Excerpts of pointing data:

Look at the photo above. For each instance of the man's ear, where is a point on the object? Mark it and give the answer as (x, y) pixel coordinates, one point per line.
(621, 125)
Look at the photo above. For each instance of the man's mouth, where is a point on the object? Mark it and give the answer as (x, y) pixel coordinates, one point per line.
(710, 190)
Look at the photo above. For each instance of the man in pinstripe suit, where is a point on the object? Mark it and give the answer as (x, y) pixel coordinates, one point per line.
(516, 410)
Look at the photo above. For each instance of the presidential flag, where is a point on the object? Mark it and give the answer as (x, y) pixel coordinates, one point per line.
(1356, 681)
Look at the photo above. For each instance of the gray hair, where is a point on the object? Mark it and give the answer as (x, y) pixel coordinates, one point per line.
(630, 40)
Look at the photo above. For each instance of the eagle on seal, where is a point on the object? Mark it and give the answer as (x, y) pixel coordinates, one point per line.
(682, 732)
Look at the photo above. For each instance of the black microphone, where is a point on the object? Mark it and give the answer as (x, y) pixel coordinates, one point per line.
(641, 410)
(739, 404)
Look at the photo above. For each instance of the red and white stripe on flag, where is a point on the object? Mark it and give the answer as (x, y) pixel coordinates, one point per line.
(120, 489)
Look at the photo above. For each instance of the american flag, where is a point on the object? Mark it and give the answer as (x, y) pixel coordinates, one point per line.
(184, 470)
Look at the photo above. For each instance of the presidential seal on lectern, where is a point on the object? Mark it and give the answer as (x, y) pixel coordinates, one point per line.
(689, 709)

Problem to work on:
Output every line above without altering anything.

Full answer:
Look at the photo above. For each instance of the man's ear, where is a point on the object? Mark it and give the answer as (x, y) pixel coordinates, one point per line.
(621, 125)
Look at the photo above. For each instance of the man's mouth, where is a point on the object? Mark it and give the answer as (x, y) pixel coordinates, one point per line.
(710, 190)
Look at the photo above. For each instance of the man in pinstripe suit, where is a point on the object? Mark it and give the answer as (x, y) pixel coordinates, one point per line.
(516, 410)
Look at the photo above. For each instance of the presidential flag, where is a point on the object? Mark it and give the answer as (x, y) pixel coordinates, one point per line.
(1356, 681)
Look at the photo above. For each instance of the gray hair, where is a point on the object? Mark it and give the answer as (x, y) pixel coordinates, one point per line.
(630, 40)
Look at the photo above. For each instance of the eagle on seal, where is a point on the object? Mark it and give the answer as (x, y) pixel coordinates, one point per line.
(682, 732)
Look at the photo above. For each instance of the black microphone, where is a point on the object? Mark it and give the answer as (x, y) pixel coordinates, one point per line.
(641, 410)
(739, 404)
Look at the photo above. For each instance of the red and white stripe on flag, where is a point on the object? Mark it and give the answer as (x, y) pixel coordinates, one point per line.
(120, 489)
Look at the photo above. For each instance of the american flag, where is a point on the object? Mark it and give the answer as (x, y) pixel coordinates, one point per line.
(184, 470)
Look at the photo above. For each instance of the presidential seal on lectern, where is a point on the object? Mark it and give the answer as (x, y) pixel coordinates, one point per line.
(689, 709)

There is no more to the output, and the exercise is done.